Pointing and labeling entries

----------------

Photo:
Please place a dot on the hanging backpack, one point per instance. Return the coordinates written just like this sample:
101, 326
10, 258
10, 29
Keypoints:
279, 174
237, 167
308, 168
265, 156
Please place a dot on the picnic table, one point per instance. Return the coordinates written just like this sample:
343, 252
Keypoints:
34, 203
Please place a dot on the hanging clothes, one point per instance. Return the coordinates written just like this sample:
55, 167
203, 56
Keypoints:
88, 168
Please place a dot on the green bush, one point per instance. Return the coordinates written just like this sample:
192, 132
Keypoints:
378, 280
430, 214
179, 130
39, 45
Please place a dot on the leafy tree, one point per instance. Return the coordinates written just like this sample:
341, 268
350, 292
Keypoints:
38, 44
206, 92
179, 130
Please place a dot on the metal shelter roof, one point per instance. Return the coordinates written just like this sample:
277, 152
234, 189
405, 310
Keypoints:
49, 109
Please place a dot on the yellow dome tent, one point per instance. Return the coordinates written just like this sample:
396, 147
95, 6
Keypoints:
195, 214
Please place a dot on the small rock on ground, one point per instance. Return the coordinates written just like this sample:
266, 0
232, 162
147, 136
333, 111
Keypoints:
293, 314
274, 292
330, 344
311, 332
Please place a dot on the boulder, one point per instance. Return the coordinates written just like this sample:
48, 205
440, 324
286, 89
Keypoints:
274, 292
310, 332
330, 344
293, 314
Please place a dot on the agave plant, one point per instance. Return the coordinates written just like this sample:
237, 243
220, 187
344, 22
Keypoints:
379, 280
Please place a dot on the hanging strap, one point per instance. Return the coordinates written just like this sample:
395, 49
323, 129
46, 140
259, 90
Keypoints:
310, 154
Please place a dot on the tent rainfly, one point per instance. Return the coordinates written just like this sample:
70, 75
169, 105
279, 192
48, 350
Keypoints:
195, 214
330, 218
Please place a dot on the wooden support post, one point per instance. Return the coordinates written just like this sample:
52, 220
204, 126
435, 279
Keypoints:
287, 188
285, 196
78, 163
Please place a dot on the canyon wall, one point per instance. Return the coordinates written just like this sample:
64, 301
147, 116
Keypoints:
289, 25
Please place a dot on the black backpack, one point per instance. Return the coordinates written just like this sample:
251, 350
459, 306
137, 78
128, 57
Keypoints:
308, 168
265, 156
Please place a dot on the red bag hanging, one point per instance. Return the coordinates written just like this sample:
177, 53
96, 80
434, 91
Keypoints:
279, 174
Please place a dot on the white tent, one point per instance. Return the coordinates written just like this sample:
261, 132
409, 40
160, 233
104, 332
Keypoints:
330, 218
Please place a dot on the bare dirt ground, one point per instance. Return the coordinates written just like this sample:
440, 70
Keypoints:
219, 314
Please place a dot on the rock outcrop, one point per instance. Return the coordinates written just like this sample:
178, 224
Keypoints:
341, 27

----------------

Task to complete:
Copy every line of the records word for word.

Full answer:
Photo:
Please place a dot on the hanging backpack, one point per instance. Return the coordinates written just like this sample:
101, 326
10, 258
10, 29
Keypoints:
279, 174
237, 167
308, 168
265, 156
Please place a dot on the picnic table, one point per instance. Return the coordinates written just like this sample:
343, 252
Keypoints:
34, 203
Please place a dot on the hanging clothes, one point per instance. Return the coordinates written just like this sample:
55, 167
203, 56
Keypoints:
88, 168
Please place a dot on the green bush, one point per instance. Return the coordinates written just like this sample:
192, 132
Keypoints:
378, 280
430, 214
179, 130
39, 45
Please place a dot on the leafy tree, one point per instance. Return the coordinates written just like this sample:
341, 268
350, 292
Keypoints:
38, 44
206, 92
179, 130
Please place a dot on the metal shelter roof, one point per instance. Return the coordinates written just like this sample:
277, 152
234, 189
405, 310
Keypoints:
49, 109
Please place a dot on the yellow dome tent, one point per instance. Return the coordinates written just like this sample:
396, 147
95, 6
Keypoints:
195, 214
Please place a dot on the small rock on ground, one point per instance. Return the coordinates written just like this sample:
266, 0
232, 162
147, 136
333, 111
Keypoints:
293, 314
274, 292
330, 344
311, 332
Please place a dot on the boulder, one point per instance. Return the coordinates written just like this sample:
48, 205
440, 324
286, 89
Keypoints:
274, 292
310, 332
330, 344
293, 314
Please place a dot on the agave plant, one point per instance. Return the coordinates written just like this sample:
237, 243
220, 187
344, 22
Keypoints:
379, 280
Please place a dot on the hanging strap, one point per instance. Return the coordinates written just like this sample:
395, 49
323, 129
46, 140
259, 90
Keypoints:
310, 154
Please place a dot on the tent rainfly, one point per instance. Return the coordinates written just like this sample:
70, 75
169, 105
279, 192
48, 350
Keypoints:
195, 214
330, 218
Please place a dot on the wooden support post, one point per instance. Return the coordinates written just like this sample:
52, 220
204, 126
435, 279
Keypoints:
287, 188
285, 196
78, 163
Please place a dot on the canyon wall, one point per instance. Return the coordinates written just like this sample:
64, 301
147, 116
Keypoints:
289, 25
Please place a dot on the black backpack, one point per instance. Return the coordinates written just like this sample:
251, 350
459, 306
137, 78
128, 57
Keypoints:
308, 168
265, 156
Please place a dot on the red bag hanging, one point per instance. Return the coordinates written just like this sample:
177, 53
96, 80
434, 91
Keypoints:
279, 174
Please place a dot on the white tent, one point per instance. Return the coordinates written just like this sample:
261, 132
409, 40
160, 233
104, 332
Keypoints:
330, 218
Please place a dot on the bare dirt ground, one point per instance. Return the coordinates written just like this sample:
440, 70
Keypoints:
219, 314
Please place a dot on the rock outcrop, one point per instance. Return the coordinates written just like this sample:
178, 224
Keypoints:
341, 27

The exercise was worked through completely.